Texto de estudio:
Dispone, igualmente, la retribución alimentaria que tiene que recibir el personal del Hospital: las seis mujeres –“honestas, de buena vida y fama que no sean casadas para que mejor puedan servir”– encargadas de cuidar a los enfermos cobrarían “una libra de baca y libra y media de pan cocido y medio acumbre de vino”, el veedor “una libra de carnero y dos libras de pan y medio acumbre de vino” y los despenseros “una libra de baca, dos libras de pan” y la correspondiente porción de vino, todo ello diario y sin perjuicio de los maravedíes que cobraban como salario anual.

Entradas proporcionadas:

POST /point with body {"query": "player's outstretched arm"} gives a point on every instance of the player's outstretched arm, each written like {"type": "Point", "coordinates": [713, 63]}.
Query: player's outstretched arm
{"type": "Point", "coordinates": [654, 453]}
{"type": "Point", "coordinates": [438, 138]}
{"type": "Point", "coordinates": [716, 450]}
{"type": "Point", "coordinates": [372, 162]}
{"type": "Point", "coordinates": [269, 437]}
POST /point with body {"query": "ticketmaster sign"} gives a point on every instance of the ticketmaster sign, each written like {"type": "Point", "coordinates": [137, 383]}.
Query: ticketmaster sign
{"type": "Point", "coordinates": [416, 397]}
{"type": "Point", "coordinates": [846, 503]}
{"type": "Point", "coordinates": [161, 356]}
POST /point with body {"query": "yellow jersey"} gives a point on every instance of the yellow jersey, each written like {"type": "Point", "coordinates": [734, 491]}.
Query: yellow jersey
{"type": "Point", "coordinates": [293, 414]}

Qué se pide: Prolonga el texto sobre las raciones del personal del Hospital, empezando justo después de su última oración.

Respuesta a la tarea:
¿Por qué tanto interés por el hambre por parte del obispo de los Cobos? Aunque se le ve delgado en los retratos que de él se conservan, dudamos mucho que el obispo hubiera tenido nunca el estómago vacío, salvo que cumpliese con los duros preceptos de la época para el ayuno de Viernes Santo. Pero estamos seguros de que el obispo, como todos los grandes y poderosos hombres de la época, había visto a la gente morir de hambre, en las calles, en los sembrados, en los caminos. La España rutilante de los primeros Austrias es la España del Lazarillo, que es la España no de la picaresca, sino del hambre. Y allí está el obispo cediendo sus bienes –juros en La Iruela, censos en Quesada, casas y viñedos y huertos de granados e higueras en Úbeda– a la obra pía que funda para calmar el hambre del siglo, el dolor del cuerpo, la agonía del alma. Todo lo cede el obispo a su Hospital: en sus últimas voluntades –de 2 de julio de 1565– le deja en herencia hasta la lujosa cama que tenía en la zona palaciega de Santiago: “una cama de campo de damasco azul, y quatro sobreventanas de tafetán dobles azul y amarillo”, que tiene que quedarse en el Hospital para que en ella, a modo de Monumento, se encierre el Santísimo Sacramento el día de Jueves Santo.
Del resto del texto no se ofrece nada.